**Quoted text**:
^^^^
Pursuant to a Third Lien Subordinated Exchange Note Exchange Agreement, among the Issuer, as issuer, NextWave LLC and the guarantors named therein, the purchasers party thereto, and The Bank of New York Mellon, as collateral agent (the “Exchange Agreement”):

 

·      Avenue International exchanged 48,739 shares of Preferred Stock convertible into 4,952,227 shares of common stock for Third Lien Notes in the principal amount of $65,666,531, convertible into 5,942,672 shares of common stock;

 

·      Avenue Investments exchanged 22,294 shares of Preferred Stock convertible into 2,265,227 shares of common stock for Third Lien Notes in the principal amount of $30,036,924, convertible into 2,718,273 shares of common stock;

 

·      Avenue Spec IV exchanged 13,726 shares of Preferred Stock convertible into 1,394,658 shares of common stock for Third Lien Notes in the principal amount of $18,493,174, convertible into 1,673,590 shares of common stock; and

 

·      CDP Global exchanged 15,241 shares of Preferred Stock convertible into 1,548,593 shares of common stock for Third Lien Notes in the principal amount of $20,534,348, convertible into 1,858,312 shares of common stock.

 

The Third Lien Notes are convertible at the option of the holder at any time prior to any optional or mandatory redemption into the number of shares of Common Stock equal to the principal amount, plus any accrued and unpaid interest thereon, divided by a conversion price of $11.05.  All or any portion of the principal amount of the Third Lien Notes may be converted (provided that any such conversion shall be in increments of $1,000 principal amount of the Note).

 

21



 

CUSIP No.   65337Y102

 

 

Warrants

 

On the Closing Date, the Issuer entered into a Warrant Agreement with the purchasers of the Second Lien Notes (the “Warrant Agreement”), pursuant to which the Issuer issued to such purchasers warrants to purchase an aggregate of 40,000,000 shares of common stock (the “Warrants”).  The Issuer issued warrants to purchase an aggregate of 30,000,000 shares of Common Stock to Avenue AIV.  The Warrants have an exercise price of $0.01 per share (subject to certain adjustments as set forth in the Warrant Agreement) and are exercisable at any time from the date of issuance until October 9, 2011.
^^^^
**Record list**:
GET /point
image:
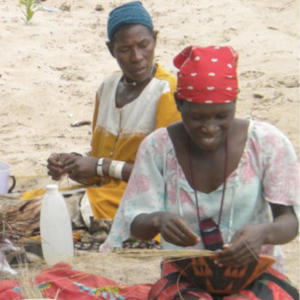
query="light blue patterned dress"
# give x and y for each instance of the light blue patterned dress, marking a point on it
(268, 171)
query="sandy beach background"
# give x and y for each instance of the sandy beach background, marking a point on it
(51, 68)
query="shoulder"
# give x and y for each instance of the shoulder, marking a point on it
(266, 131)
(156, 140)
(165, 77)
(110, 80)
(270, 138)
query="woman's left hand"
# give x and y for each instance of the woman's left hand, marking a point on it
(245, 246)
(81, 167)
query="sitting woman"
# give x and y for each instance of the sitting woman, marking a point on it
(213, 181)
(129, 105)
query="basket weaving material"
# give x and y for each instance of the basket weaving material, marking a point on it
(204, 273)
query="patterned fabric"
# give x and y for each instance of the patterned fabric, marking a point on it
(118, 132)
(207, 75)
(128, 13)
(62, 282)
(267, 173)
(271, 285)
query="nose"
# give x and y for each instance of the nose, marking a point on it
(136, 55)
(209, 128)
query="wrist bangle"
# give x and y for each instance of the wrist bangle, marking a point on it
(116, 168)
(99, 167)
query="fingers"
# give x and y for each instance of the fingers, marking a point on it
(177, 232)
(56, 165)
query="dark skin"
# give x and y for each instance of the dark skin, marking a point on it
(133, 47)
(201, 136)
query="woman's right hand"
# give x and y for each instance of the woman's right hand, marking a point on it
(56, 164)
(176, 231)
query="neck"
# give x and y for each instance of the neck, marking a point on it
(133, 84)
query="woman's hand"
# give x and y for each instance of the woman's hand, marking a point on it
(245, 246)
(176, 231)
(56, 165)
(80, 167)
(76, 166)
(172, 228)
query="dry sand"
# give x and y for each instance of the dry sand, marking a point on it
(51, 68)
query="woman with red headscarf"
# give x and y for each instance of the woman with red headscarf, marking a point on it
(216, 182)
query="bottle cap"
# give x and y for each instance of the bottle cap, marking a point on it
(52, 187)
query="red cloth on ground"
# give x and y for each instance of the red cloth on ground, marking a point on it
(61, 282)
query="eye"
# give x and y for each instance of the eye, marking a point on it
(221, 116)
(123, 50)
(144, 44)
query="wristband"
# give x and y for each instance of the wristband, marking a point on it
(99, 167)
(116, 168)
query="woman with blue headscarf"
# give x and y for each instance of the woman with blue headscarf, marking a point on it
(129, 105)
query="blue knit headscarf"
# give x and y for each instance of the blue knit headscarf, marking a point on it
(128, 13)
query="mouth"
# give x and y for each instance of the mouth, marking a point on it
(209, 141)
(138, 72)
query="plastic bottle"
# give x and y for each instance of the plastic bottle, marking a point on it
(55, 227)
^^^^
**Written request**:
In the filing excerpt on the note exchange and warrants, until what date can the Warrants be exercised?

**Solution for this task**:
October 9, 2011.